## EXCERPT PROVIDED
===============

Lithium-ion batteries are powered by flows of lithium ions crossing from one material to another. When the battery is in use, positively-charged lithium ions pass from an anode to a cathode, releasing a stream of electrons along the way that form an electric current. When the battery is being recharged, lithium ions flow in the opposite direction, resetting the battery to do it all over again.

According to a Nobel press release, the origin of the battery begins during the oil crisis of the 1970s. The resulting price increases and gasoline shortages across the United States spurred research into alternative energy and energy conservation. It also spurred Whittingham to research superconductors. Along the way, he discovered an energy-rich material called titanium disulphide that had space at the molecular level to house lithium ions. He created a battery in which part of the anode was made of metallic lithium. The idea worked, but Whittingham’s version of the battery was pretty unstable, and had a tendency to explode after extended use.

Still, it was a big advance over the acid-based batteries of the day. “The big advantage of this technology was that lithium-ion stored about 10 times as much energy as lead-acid or 5 times as much as nickel-cadmium,” Whittingham tells the Times. They were also much lighter. “So there was a huge incentive to move to lithium-ion.”

In 1980, Goodenough refined the concept, systematically searching for alternatives to the titanium disulphide. He found that cobalt oxide could do the same job and produce as much as four volts, more than double the previous version of the battery. The, in 1985, Yoshino replaced the metallic lithium in the battery with petroleum coke layered with lithium ions, making a safer battery. In 1991, the concept was stable enough for commercialization, and Sony released the first rechargeable lithium-ion batteries.

===============

## INPUT DATA
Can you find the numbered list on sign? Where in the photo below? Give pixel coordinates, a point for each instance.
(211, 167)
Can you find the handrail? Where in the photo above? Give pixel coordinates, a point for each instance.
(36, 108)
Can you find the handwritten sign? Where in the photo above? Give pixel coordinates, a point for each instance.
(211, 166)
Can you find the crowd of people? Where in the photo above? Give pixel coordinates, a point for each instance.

===============

## TASKS FOR THIS EXERCISE
A) Using the text on the lithium-ion battery, decide whether each statement agrees with it: (i) When the battery is in use, lithium ions pass from the cathode to the anode. (ii) Whittingham's version of the battery tended to explode after extended use. (iii) Sony released the first rechargeable lithium-ion batteries in 1985. Answer yes or no for each, and quote the exact words of the text that decide it.
B) Translate this sentence from the text on the lithium-ion battery into Spanish: "He found that cobalt oxide could do the same job and produce as much as four volts, more than double the previous version of the battery."
C) Pick up the text on the history of the lithium-ion battery from its last sentence and write what comes next.

## RESPONSES IN ORDER
A)
(i) No: "positively-charged lithium ions pass from an anode to a cathode"
(ii) Yes: "had a tendency to explode after extended use"
(iii) No: "In 1991, the concept was stable enough for commercialization, and Sony released the first rechargeable lithium-ion batteries."

B) Descubrió que el óxido de cobalto podía cumplir la misma función y producir hasta cuatro voltios, más del doble que la versión anterior de la batería.

C)
Since then, they have become even more efficient. That’s not something the battery's developers ever really anticipated. “At the time we developed the battery, it was just something to do,” Goodenough—who at 97, is the oldest laureate to ever receive a Nobel Prize—tells Nicola Davis and Hannah Devlin at The Guardian. “I didn’t know what electrical engineers would do with the battery. I really didn’t anticipate cellphones, camcorders and everything else.”

The technology is continuing to power the future and will be critical to even out the flow of power in the renewable energy grid, which only produces power when the sun is shining or the wind is blowing. “What’s exciting about lithium-ion technology is it has the power to unlock the sun 24-7 to really help renewable energy power our future in a way that we haven’t been able to capture until now,” Bernadette Del Chiaro, executive director of the industry group California Solar and Storage Association, tells the Times.

While the batteries will continue to improve and drive society in the near future, there are some problems with the technology. The need for lithium is spiking, and will continue to do so as more battery-poerwed cars and storage units hit the market. Lithium mining in places like Tibet and dry regions of South America is a dirty business, requiring millions of gallons of water, reports Amit Katwala at Wired. Poorly run mines can also contaminate local water supplies. Cobalt is also in short supply, and mining of that metal in places like the Congo Basin is driving environmental destruction, child labor, and pollution.

Recycling the batteries and removing these increasingly precious metals is also costly and sometimes dangerous.

Goodenough, for one, is looking beyond lithium-ion, and in 2017 unveiled a new type of battery three times as powerful as lithium-ion that charges faster and lasts longer. Most importantly, it’s noncombustible and is works in a solid state, meaning it has no liquid elements like lithium-ion batteries. It can also use multiple alkali-metals including lithium but also sodium or potassium, which are much cheaper and easier to produce.

Even if new batteries do supersede lithium-ion, there’s no doubt that its impact on the modern world is incalculable and affects the lives of billions of people every day. The prize will be awarded on December 10, the anniversary of Alfred Nobel’s death.